» **Work item**
In the data below, retype exactly the line that contains "Label each instance of the navy" and every line after it, through the last.

» **Stored data entries**
§

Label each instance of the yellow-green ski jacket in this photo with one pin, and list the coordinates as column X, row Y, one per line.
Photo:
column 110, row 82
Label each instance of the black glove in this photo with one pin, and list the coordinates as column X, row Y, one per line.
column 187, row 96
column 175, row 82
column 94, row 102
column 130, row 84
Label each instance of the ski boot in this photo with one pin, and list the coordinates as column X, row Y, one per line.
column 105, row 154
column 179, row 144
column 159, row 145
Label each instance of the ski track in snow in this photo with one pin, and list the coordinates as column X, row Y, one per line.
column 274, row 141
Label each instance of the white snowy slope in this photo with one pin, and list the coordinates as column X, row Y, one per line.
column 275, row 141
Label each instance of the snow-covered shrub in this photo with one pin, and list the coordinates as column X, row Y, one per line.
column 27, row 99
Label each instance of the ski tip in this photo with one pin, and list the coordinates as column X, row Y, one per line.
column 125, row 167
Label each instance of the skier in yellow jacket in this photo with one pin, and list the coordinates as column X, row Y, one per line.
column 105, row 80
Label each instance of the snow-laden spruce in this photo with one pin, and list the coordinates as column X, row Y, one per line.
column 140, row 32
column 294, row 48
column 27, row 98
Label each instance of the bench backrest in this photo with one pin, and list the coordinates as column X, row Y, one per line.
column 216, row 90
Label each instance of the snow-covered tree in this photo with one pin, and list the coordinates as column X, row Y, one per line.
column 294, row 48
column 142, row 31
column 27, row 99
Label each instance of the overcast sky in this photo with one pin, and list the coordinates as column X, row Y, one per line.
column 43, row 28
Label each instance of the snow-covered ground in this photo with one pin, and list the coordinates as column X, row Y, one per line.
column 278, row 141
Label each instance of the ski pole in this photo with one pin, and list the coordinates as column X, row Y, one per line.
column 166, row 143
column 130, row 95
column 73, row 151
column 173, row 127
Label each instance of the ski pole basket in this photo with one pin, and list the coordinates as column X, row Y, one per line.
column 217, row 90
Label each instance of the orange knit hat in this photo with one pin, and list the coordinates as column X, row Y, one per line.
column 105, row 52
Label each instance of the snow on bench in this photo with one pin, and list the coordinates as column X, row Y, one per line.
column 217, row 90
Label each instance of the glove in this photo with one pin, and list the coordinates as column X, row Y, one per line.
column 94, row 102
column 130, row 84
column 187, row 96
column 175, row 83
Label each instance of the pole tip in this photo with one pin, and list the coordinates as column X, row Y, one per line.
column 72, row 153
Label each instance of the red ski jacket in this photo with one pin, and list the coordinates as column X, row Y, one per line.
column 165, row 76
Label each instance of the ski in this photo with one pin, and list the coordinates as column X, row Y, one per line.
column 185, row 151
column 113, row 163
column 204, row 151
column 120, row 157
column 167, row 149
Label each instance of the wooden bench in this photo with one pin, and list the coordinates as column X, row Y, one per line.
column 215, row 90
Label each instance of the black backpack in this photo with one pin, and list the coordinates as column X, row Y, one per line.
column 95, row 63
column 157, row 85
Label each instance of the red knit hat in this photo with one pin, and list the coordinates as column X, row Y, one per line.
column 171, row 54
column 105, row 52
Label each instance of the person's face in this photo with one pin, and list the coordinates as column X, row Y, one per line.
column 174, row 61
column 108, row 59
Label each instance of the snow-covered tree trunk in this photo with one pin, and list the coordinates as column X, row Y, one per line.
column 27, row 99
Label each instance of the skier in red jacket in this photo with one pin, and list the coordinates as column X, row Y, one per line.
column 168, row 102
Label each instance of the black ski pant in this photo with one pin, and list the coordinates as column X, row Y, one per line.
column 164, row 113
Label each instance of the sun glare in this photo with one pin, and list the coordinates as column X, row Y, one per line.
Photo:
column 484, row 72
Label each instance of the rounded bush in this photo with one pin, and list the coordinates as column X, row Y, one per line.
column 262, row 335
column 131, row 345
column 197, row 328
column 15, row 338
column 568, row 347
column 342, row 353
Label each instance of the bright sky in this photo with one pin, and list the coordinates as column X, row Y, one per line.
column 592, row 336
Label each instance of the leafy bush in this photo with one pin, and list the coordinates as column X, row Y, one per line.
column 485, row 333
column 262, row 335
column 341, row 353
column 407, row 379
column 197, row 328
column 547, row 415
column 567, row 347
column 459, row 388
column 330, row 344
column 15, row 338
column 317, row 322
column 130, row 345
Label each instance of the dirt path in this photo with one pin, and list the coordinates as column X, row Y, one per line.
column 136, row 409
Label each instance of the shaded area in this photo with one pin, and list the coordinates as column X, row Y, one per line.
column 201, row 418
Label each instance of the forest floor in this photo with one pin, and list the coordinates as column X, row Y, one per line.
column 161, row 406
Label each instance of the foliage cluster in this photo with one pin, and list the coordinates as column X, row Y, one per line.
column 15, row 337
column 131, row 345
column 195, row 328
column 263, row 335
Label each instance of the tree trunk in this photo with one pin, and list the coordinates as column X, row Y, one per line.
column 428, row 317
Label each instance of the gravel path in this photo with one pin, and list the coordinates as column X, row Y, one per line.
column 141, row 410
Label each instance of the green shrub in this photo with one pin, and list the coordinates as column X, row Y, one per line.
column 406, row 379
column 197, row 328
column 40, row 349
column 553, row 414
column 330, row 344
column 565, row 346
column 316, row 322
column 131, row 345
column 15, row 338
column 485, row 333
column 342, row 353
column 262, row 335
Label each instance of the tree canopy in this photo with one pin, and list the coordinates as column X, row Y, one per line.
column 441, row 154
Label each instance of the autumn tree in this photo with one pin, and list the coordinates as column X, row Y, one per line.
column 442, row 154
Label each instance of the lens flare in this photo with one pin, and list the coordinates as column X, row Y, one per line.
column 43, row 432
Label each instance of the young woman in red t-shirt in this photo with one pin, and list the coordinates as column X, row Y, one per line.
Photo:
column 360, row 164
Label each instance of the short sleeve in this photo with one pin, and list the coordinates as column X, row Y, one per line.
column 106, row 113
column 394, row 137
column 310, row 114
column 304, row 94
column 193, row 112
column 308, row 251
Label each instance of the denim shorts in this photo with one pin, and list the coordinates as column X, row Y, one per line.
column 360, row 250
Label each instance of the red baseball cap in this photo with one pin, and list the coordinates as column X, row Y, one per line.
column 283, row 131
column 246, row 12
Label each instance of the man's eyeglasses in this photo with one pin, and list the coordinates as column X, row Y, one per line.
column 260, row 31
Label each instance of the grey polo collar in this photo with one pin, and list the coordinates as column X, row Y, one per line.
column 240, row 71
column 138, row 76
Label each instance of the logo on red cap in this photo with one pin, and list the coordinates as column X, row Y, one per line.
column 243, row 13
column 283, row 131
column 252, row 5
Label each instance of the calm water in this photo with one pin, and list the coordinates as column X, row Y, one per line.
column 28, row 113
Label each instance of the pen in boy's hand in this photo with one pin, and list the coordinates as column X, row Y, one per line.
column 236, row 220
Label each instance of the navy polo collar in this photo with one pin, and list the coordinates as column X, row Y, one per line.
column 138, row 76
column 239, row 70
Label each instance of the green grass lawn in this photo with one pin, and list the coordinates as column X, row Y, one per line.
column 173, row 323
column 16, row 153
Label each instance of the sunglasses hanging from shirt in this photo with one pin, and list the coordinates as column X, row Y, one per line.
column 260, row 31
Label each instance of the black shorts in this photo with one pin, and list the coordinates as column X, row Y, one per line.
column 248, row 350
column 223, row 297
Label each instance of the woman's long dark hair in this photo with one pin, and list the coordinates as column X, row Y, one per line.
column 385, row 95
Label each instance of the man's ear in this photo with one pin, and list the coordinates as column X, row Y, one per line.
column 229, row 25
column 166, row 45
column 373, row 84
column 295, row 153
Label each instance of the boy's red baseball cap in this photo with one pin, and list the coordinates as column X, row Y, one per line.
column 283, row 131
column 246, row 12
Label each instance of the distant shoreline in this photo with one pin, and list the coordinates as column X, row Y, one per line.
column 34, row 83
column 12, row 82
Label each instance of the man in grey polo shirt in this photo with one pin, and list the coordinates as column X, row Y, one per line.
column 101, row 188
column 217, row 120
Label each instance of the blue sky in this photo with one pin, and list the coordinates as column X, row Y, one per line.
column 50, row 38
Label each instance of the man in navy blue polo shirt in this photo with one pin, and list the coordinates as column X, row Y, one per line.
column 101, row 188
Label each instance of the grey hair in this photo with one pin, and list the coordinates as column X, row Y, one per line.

§

» **Output of the exercise**
Label each instance of the navy polo collar in this photo with one pin, and list the coordinates as column X, row Y, one per line.
column 138, row 76
column 239, row 70
Label each instance of the green grass lawn in this photo with one pin, and list the coordinates as column X, row Y, one per line.
column 173, row 323
column 16, row 153
Label each instance of the sunglasses hanging from shirt in this photo with one pin, and list the coordinates as column X, row Y, one per line.
column 260, row 31
Label each instance of the black shorts in this photo with one pin, and list the coordinates as column X, row Y, one per line.
column 248, row 350
column 223, row 297
Label each instance of the woman's long dark hair in this photo with one pin, and list the coordinates as column X, row Y, one per line.
column 385, row 95
Label each instance of the man's ear in this photo with one pin, and list the coordinates as column X, row Y, one per line.
column 229, row 25
column 166, row 45
column 373, row 84
column 295, row 153
Label each instance of the boy's red baseball cap in this photo with one pin, and list the coordinates as column X, row Y, one per line.
column 283, row 131
column 246, row 12
Label each instance of the distant shoreline in this photo with one pin, and list the coordinates as column X, row Y, one per line.
column 34, row 83
column 12, row 82
Label each instance of the man in grey polo shirt in this photo with one pin, and list the coordinates as column X, row Y, one per line.
column 101, row 188
column 217, row 120
Label each instance of the blue sky in this photo with one pin, and list the coordinates as column X, row Y, one per line.
column 50, row 38
Label each instance of the man in navy blue polo shirt in this photo with one pin, and list the coordinates as column X, row Y, one per line.
column 101, row 188
Label each instance of the grey hair in this photo with one pin, and list the coordinates as column X, row Y, one per line.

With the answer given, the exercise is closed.